• [Supplied records]
**********

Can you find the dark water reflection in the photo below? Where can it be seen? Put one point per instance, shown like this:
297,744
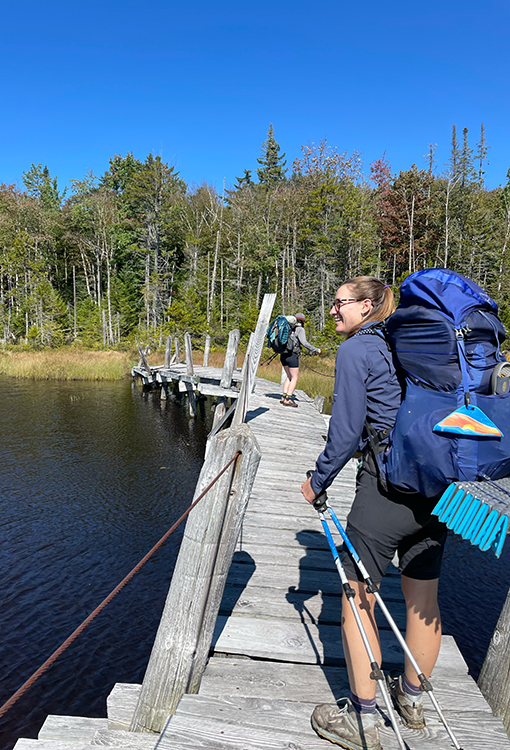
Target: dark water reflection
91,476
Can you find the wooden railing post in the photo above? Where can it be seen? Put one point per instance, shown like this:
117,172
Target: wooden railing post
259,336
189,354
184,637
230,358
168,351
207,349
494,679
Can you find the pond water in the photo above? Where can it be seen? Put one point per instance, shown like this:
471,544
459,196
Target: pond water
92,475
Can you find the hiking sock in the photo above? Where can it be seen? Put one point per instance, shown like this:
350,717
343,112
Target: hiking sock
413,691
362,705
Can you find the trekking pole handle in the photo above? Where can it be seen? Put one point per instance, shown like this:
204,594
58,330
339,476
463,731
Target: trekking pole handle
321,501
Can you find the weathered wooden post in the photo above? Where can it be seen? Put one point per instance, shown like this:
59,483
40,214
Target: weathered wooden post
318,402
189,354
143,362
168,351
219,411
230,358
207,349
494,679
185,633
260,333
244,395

**********

• [Required work] Copy out every line of the records that the string "above" appears in.

• [Solution]
Can you find the wooden railing post in the photo above? Where can it be seen? Put one point per instance, shown like this:
Can you find the pond water in the photo above? Where can it be seen? Put one point per instance, shown like this:
Can you find the hiking sock in the photo above? Where can it be seen? Put one point per instance, shown like this:
Can you find the trekking pole handle in the photo above? Where can it be seen? Put one point per instance, shown like this:
Can you find the weathered wooden post in the photo above? Where can it be seen? Put one point per instance, shown like this:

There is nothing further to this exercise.